-------- Records to process --------
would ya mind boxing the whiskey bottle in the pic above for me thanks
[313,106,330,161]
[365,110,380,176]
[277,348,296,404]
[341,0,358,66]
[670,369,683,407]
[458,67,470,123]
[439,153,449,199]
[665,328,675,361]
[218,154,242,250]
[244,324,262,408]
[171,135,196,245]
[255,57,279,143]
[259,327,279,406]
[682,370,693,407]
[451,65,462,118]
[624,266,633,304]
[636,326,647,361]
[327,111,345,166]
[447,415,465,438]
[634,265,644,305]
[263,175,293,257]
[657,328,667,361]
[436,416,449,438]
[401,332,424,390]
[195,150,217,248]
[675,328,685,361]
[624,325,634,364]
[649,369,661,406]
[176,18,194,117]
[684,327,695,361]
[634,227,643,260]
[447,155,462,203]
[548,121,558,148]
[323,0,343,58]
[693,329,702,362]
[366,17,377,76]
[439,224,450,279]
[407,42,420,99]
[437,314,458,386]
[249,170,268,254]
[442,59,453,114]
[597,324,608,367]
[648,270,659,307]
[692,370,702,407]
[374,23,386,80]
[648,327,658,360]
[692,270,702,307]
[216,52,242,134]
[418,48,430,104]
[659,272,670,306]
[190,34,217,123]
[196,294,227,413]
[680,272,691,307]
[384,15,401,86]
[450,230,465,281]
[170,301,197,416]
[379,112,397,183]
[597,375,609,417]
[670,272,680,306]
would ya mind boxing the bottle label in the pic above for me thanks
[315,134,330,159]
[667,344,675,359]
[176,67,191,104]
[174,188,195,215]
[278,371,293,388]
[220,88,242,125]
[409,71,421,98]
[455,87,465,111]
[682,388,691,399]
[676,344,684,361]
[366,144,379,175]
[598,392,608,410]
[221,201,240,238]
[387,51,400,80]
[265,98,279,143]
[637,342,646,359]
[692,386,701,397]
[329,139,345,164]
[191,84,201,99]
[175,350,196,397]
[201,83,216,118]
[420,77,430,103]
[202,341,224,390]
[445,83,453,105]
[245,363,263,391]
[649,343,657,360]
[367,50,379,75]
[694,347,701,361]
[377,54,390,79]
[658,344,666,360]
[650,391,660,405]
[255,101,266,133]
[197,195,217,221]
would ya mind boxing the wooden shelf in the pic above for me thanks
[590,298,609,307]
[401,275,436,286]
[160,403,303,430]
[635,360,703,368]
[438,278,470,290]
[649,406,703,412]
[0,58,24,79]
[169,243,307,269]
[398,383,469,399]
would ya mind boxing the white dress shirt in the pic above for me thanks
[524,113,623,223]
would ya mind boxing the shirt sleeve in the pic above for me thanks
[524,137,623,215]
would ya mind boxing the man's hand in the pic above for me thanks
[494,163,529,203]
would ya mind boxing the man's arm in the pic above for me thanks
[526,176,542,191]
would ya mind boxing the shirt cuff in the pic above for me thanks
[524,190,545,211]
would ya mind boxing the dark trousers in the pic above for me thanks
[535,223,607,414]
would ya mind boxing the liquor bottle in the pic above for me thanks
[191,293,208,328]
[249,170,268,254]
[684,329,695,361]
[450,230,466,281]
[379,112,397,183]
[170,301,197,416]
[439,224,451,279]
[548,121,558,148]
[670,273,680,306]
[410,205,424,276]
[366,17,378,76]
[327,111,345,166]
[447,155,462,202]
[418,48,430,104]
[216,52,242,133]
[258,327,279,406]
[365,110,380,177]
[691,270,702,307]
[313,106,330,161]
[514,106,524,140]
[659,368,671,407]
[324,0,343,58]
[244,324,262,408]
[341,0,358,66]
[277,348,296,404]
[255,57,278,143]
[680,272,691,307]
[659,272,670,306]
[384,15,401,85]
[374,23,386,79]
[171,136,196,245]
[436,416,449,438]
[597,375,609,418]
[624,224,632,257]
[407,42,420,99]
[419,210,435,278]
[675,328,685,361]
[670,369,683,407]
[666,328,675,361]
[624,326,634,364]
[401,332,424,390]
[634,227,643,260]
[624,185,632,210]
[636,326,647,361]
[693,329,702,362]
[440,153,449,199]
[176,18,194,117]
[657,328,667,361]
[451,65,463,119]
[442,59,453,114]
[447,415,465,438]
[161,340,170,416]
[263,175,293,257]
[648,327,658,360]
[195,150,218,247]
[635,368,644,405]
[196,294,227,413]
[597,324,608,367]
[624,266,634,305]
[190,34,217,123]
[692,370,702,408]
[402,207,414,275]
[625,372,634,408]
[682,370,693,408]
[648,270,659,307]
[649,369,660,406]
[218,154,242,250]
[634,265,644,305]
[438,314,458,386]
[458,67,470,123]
--------
§ Directions for this task
Reproduce the whole listing verbatim.

§ Task answer
would ya mind boxing the whiskey bottle in the pic above for me thanks
[313,106,330,161]
[365,110,380,176]
[277,348,296,404]
[341,0,358,66]
[670,369,683,407]
[458,67,470,123]
[439,153,449,199]
[665,328,675,361]
[218,154,242,250]
[244,324,262,408]
[171,135,196,245]
[255,57,279,143]
[259,327,279,406]
[682,370,693,407]
[451,65,462,118]
[624,266,633,304]
[636,326,647,361]
[327,111,345,166]
[447,415,465,438]
[634,265,644,305]
[263,175,293,257]
[657,328,667,361]
[436,416,449,438]
[401,332,424,390]
[195,150,217,248]
[675,328,685,361]
[624,325,634,364]
[649,369,661,406]
[176,18,194,117]
[684,327,695,361]
[634,227,643,260]
[447,155,462,203]
[548,121,558,148]
[323,0,343,58]
[693,329,702,362]
[366,17,377,76]
[439,224,450,279]
[407,42,420,99]
[437,314,458,386]
[249,170,268,254]
[442,59,453,114]
[597,324,608,367]
[648,270,659,307]
[692,370,702,407]
[374,23,386,80]
[648,327,658,360]
[692,270,702,307]
[216,52,242,134]
[418,48,430,104]
[659,272,670,306]
[190,34,217,123]
[196,294,227,413]
[680,272,691,307]
[384,15,401,86]
[450,230,465,281]
[170,301,197,416]
[379,112,397,183]
[597,375,609,417]
[670,272,680,306]
would ya mind boxing the bottle label in the pic above for me thanks
[315,134,330,159]
[667,344,675,359]
[176,67,191,104]
[174,188,195,215]
[278,371,293,388]
[220,88,242,125]
[409,71,421,98]
[455,87,465,111]
[682,388,691,399]
[676,344,684,361]
[366,144,379,175]
[598,392,608,410]
[221,201,240,238]
[387,51,400,80]
[265,98,279,143]
[637,342,646,359]
[692,386,701,397]
[329,139,345,164]
[191,84,201,99]
[175,350,196,397]
[201,83,216,118]
[420,77,430,103]
[202,341,224,390]
[445,83,453,105]
[245,363,263,391]
[649,343,657,360]
[367,50,379,75]
[694,347,701,361]
[377,54,390,79]
[658,344,666,360]
[650,391,660,405]
[255,101,266,133]
[197,195,217,221]
would ya mind boxing the wooden shelf in the pic above for me thanks
[590,298,609,307]
[401,275,436,286]
[160,403,303,430]
[635,360,703,368]
[438,278,470,290]
[649,406,703,412]
[0,58,24,79]
[169,243,307,269]
[398,383,469,399]
would ya mind boxing the white dress shirt in the pic above for me thanks
[524,113,623,223]
would ya mind boxing the shirt sleeve in the pic above for me thanks
[524,137,623,215]
would ya mind boxing the man's hand in the pic above for me thanks
[494,163,529,203]
would ya mind boxing the man's arm in the pic above for me thanks
[526,176,542,191]
would ya mind boxing the shirt cuff in the pic above for me thanks
[524,190,545,211]
would ya mind boxing the dark trousers in the pic above for me thanks
[535,223,607,414]
would ya mind boxing the liquor bottle in the pic above for me thanks
[191,293,208,328]
[249,170,268,254]
[684,329,695,361]
[450,230,466,281]
[379,112,397,183]
[170,301,197,416]
[439,224,451,279]
[548,121,558,148]
[670,273,680,306]
[410,205,424,276]
[366,17,378,76]
[327,111,345,166]
[447,155,462,202]
[418,48,430,104]
[216,52,242,133]
[258,327,279,406]
[365,110,380,177]
[691,270,702,307]
[313,106,330,161]
[514,106,524,140]
[659,368,671,407]
[324,0,343,58]
[244,324,262,408]
[341,0,358,66]
[277,348,296,404]
[255,57,278,143]
[680,272,691,307]
[659,272,670,306]
[384,15,401,85]
[374,23,386,79]
[171,136,196,245]
[436,416,449,438]
[597,375,609,418]
[624,224,632,257]
[407,42,420,99]
[419,210,435,278]
[675,328,685,361]
[670,369,683,407]
[666,328,675,361]
[624,326,634,364]
[401,332,424,390]
[634,227,643,260]
[624,185,632,210]
[636,326,647,361]
[693,329,702,362]
[440,153,449,199]
[176,18,194,117]
[657,328,667,361]
[451,65,463,119]
[442,59,453,114]
[447,415,465,438]
[161,340,170,416]
[263,175,293,257]
[648,327,658,360]
[195,150,218,247]
[635,368,644,405]
[196,294,227,413]
[597,324,608,367]
[624,266,634,305]
[190,34,217,123]
[692,370,702,408]
[402,207,414,275]
[625,372,634,408]
[682,370,693,408]
[648,270,659,307]
[649,369,660,406]
[218,154,242,250]
[634,265,644,305]
[438,314,458,386]
[458,67,470,123]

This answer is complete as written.